§ Dataset rows:
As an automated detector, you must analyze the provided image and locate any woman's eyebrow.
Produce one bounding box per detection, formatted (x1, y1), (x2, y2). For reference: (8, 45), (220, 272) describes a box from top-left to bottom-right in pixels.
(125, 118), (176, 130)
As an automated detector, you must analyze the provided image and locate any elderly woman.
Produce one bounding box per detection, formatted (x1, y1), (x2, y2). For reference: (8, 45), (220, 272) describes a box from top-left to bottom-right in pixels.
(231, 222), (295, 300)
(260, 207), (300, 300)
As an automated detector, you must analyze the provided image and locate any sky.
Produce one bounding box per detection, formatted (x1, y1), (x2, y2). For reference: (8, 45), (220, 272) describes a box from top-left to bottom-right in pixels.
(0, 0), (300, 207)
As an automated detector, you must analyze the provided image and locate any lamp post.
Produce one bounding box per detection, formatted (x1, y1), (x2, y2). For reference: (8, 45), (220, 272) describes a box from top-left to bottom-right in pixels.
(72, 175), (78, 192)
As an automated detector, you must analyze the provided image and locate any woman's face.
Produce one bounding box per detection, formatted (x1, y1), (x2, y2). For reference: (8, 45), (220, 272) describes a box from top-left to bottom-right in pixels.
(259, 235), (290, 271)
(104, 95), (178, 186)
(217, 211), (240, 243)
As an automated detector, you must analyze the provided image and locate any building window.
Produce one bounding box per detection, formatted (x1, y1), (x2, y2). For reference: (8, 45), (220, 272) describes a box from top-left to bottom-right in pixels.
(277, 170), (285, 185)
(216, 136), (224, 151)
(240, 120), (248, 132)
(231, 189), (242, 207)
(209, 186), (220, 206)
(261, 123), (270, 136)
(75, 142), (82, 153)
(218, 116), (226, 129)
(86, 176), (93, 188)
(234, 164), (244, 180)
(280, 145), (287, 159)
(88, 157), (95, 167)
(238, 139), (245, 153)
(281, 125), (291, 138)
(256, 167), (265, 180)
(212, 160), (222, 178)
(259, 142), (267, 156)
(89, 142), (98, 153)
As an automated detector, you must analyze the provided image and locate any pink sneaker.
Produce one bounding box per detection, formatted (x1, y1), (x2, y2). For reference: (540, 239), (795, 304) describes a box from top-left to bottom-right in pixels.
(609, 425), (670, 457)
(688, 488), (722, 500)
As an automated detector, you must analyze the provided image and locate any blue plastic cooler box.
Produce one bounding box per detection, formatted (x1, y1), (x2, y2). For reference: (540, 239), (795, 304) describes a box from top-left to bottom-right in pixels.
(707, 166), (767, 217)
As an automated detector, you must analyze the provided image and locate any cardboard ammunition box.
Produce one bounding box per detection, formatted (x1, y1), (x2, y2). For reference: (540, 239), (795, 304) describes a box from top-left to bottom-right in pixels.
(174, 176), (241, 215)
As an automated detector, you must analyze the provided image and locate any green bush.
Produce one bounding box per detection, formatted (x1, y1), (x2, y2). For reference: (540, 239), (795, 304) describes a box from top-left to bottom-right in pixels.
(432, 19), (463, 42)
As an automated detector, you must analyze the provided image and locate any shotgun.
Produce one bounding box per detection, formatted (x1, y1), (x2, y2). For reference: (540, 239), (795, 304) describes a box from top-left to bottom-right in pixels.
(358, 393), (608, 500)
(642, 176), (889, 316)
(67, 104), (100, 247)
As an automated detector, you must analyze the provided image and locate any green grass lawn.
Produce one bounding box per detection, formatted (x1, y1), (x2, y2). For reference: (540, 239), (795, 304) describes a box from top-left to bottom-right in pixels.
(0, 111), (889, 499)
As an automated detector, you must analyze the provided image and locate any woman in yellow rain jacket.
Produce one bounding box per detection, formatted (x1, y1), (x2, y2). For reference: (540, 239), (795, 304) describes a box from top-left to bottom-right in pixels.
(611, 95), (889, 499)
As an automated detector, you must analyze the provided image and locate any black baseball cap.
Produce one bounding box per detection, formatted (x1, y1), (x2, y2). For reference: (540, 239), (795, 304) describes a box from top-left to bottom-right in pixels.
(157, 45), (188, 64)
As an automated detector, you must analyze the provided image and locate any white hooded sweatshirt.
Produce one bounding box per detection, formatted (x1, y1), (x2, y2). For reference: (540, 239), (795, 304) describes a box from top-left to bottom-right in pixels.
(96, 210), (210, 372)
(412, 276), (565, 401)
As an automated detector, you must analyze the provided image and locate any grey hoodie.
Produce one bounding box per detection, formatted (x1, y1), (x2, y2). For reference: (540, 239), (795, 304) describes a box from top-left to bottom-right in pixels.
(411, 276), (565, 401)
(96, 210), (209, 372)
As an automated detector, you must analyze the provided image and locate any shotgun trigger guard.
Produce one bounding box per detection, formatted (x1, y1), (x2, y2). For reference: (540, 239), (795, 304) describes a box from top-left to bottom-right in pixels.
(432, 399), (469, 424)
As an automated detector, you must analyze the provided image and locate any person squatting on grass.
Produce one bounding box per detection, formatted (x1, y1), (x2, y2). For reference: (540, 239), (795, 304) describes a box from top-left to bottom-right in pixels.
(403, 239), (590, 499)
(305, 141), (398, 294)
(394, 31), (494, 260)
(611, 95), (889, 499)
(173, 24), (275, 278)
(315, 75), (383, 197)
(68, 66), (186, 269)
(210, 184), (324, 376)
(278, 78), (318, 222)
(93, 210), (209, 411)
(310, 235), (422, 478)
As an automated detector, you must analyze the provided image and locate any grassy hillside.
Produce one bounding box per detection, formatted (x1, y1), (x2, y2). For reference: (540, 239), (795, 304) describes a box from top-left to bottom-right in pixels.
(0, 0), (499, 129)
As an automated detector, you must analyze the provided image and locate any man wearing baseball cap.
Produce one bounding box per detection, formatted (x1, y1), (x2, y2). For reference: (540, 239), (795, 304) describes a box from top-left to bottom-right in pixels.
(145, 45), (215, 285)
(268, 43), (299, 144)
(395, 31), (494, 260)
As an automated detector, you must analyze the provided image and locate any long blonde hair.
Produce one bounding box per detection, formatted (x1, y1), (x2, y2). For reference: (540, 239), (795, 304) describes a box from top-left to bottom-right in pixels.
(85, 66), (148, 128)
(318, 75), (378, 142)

§ Exercise goal: Copy the data word for word, from the line with "squatting on grass." up to and including the line with "(0, 0), (499, 129)".

§ Solution to this task:
As an automated detector, you must analyze the provided image and locate any person squatting on grass.
Produce one bounding box per detection, formatted (x1, y1), (x2, y2). For reference: (540, 239), (795, 304) describes a box from top-left to bottom-right in pixels.
(403, 239), (590, 499)
(305, 141), (398, 294)
(394, 31), (494, 260)
(611, 95), (889, 499)
(173, 24), (275, 278)
(315, 75), (383, 197)
(68, 66), (186, 269)
(210, 184), (324, 376)
(278, 78), (318, 222)
(93, 210), (209, 411)
(310, 235), (422, 478)
As an automated detector, you must analyze the provided image and locate any grassy hillside.
Produce one bounding box per detection, formatted (x1, y1), (x2, y2). For reference: (540, 239), (795, 304) describes a box from top-left to bottom-right in pixels.
(0, 0), (499, 129)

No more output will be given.